(Stored items from a collection)
-*-
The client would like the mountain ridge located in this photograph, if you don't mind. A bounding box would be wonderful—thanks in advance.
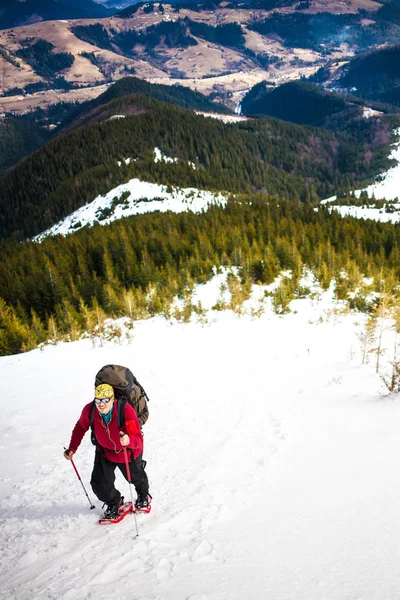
[0,0,113,30]
[0,80,395,241]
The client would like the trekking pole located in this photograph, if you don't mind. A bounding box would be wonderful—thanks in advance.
[123,445,139,537]
[64,447,95,510]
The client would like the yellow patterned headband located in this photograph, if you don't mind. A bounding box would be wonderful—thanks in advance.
[94,383,114,400]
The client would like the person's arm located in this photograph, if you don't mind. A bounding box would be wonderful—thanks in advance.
[64,404,91,458]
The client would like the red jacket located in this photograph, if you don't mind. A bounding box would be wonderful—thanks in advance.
[69,401,143,462]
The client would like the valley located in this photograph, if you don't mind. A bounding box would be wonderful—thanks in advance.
[0,0,393,113]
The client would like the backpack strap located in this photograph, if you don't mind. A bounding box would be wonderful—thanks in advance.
[89,400,97,446]
[132,376,150,403]
[117,397,127,429]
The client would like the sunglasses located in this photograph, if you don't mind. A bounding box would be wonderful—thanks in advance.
[94,396,114,404]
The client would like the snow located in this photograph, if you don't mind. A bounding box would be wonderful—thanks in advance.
[34,146,222,240]
[153,147,178,164]
[34,180,228,241]
[325,203,400,224]
[195,112,249,123]
[363,107,384,119]
[322,128,400,223]
[1,273,399,600]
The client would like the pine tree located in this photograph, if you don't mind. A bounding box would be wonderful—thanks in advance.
[47,315,59,344]
[374,289,393,374]
[382,301,400,393]
[357,315,377,364]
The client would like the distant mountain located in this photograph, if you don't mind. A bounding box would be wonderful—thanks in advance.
[98,0,133,6]
[0,0,112,30]
[62,76,232,131]
[1,0,398,115]
[241,81,362,128]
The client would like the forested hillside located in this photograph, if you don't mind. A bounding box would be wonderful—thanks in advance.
[0,102,79,176]
[248,8,400,51]
[0,92,395,240]
[0,115,50,176]
[336,45,400,106]
[1,195,399,355]
[241,81,360,127]
[0,77,231,175]
[62,76,232,132]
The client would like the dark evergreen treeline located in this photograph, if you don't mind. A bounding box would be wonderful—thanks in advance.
[71,24,114,51]
[15,39,74,80]
[118,1,221,15]
[244,0,297,8]
[0,116,50,176]
[249,12,360,51]
[248,10,400,52]
[338,45,400,105]
[241,81,352,126]
[72,20,198,56]
[120,19,197,49]
[1,76,73,98]
[0,103,79,175]
[186,20,245,48]
[1,196,399,355]
[1,93,394,241]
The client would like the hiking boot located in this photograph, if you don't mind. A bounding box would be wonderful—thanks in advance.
-*-
Only the last part of the records is wanted. Repeat it exactly, beginning at the line containing "The client would like the forested" and ending at the final line.

= Answer section =
The client would like the forested hillside located in this photograph, if you don't mind. A bounding box would be wonderful—thanks in advance.
[0,102,79,176]
[248,8,400,51]
[0,92,395,240]
[0,115,50,176]
[336,45,400,106]
[1,195,399,355]
[241,81,360,127]
[0,77,231,175]
[62,76,232,132]
The client would like the dark evergreen treeline located in this photograph, if you don't mind. A bounding box would be wonderful—thanks in advance.
[71,24,114,51]
[15,39,74,80]
[118,1,221,15]
[244,0,297,8]
[0,116,50,176]
[249,12,360,51]
[248,10,400,52]
[338,45,400,105]
[241,81,352,126]
[72,20,198,56]
[120,19,197,49]
[1,76,73,98]
[0,103,79,175]
[186,20,245,48]
[1,196,399,355]
[1,93,394,241]
The client would like the hiking boot located in this photograph, if you don't mind. A bounding box would be wonderful—thanks in advance.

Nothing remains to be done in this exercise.